**SET EXERCISE**
Reproduce word for word the stretch of the Kindle highlights post that begins at the words "Anyway, I needed" and stops after the words "had 3 highlights.".

Have you ever used the Highlight feature on your Kindle? This nifty feature allows you as a reader to mark passages that you liked or want to remember. It aggregates them for you in a file called “My Clippings”.
While I am sure it is very useful for students who are reading text books, what I want to talk about is the social aspects of the Highlight feature.
You see, Amazon aggregates passages that people are highlighting and marks them in the books. If you have it set to view popular highlights (Menu > Settings > Reading Options > Popular Highlights) while you are reading, you will see a passage highlighted and it will list the number of other people who have highlighted that passage. There seems to be a threshold of at least 3 people marking a passage before it shows up.
It’s fascinating to look at what other people are marking in a book. As a writer, it is like a secret look into what passages most resonate with your readers.
Anyway, I needed to look up something in Threads That Bind the other day and I realized that there were several passages that had reached the threshold and had visible highlights. I immediately had to flip through the entire book and see what passages my readers had marked. And then of course, I had to do the same thing with Unbound. (We author types tend to be a bit obsessive.) It was a very interesting experience. Many of the marked passages were lines that I would have marked. However, there were lines that readers marked that I didn’t think much about at the time, and other lines that I really liked that hadn’t yet had 3 highlights.

**GIVEN DATA**
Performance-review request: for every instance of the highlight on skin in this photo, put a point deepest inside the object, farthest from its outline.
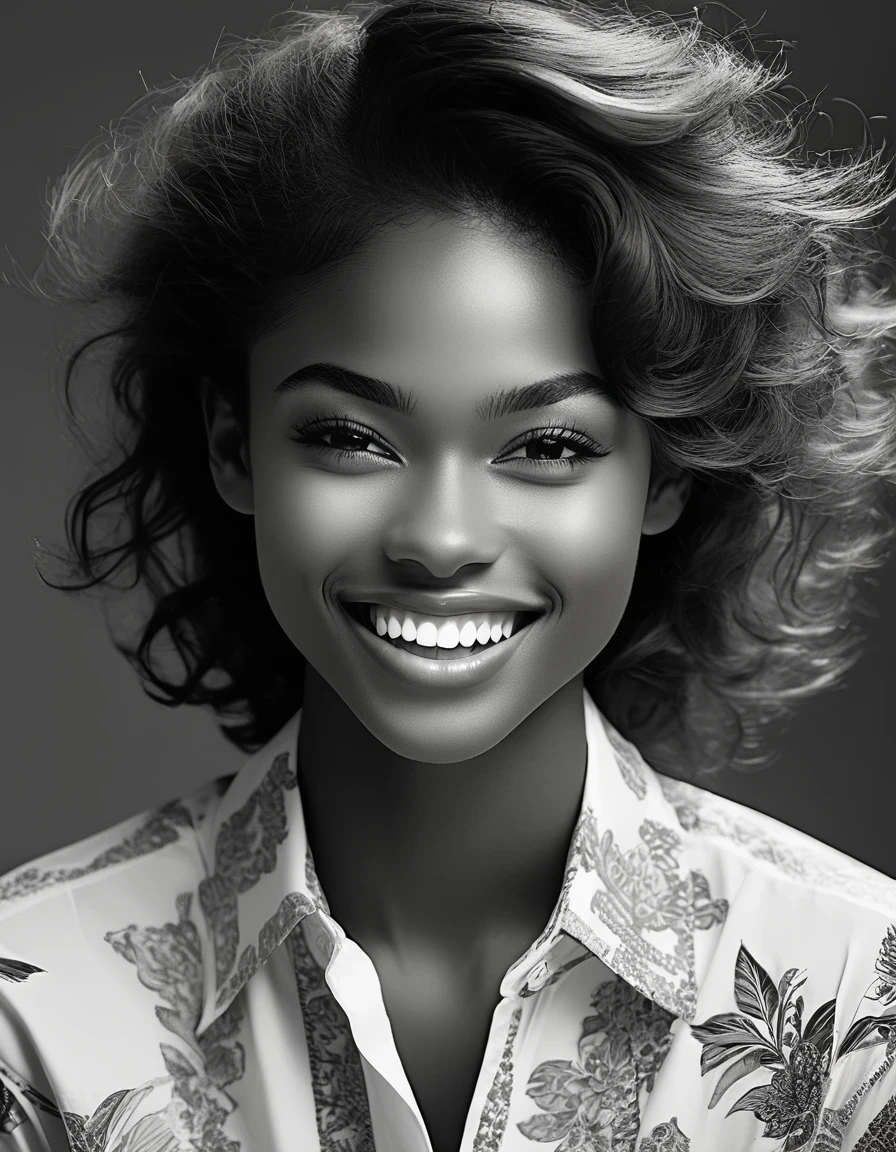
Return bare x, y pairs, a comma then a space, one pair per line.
741, 304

**EXERCISE ANSWER**
Anyway, I needed to look up something in Threads That Bind the other day and I realized that there were several passages that had reached the threshold and had visible highlights. I immediately had to flip through the entire book and see what passages my readers had marked. And then of course, I had to do the same thing with Unbound. (We author types tend to be a bit obsessive.) It was a very interesting experience. Many of the marked passages were lines that I would have marked. However, there were lines that readers marked that I didn’t think much about at the time, and other lines that I really liked that hadn’t yet had 3 highlights.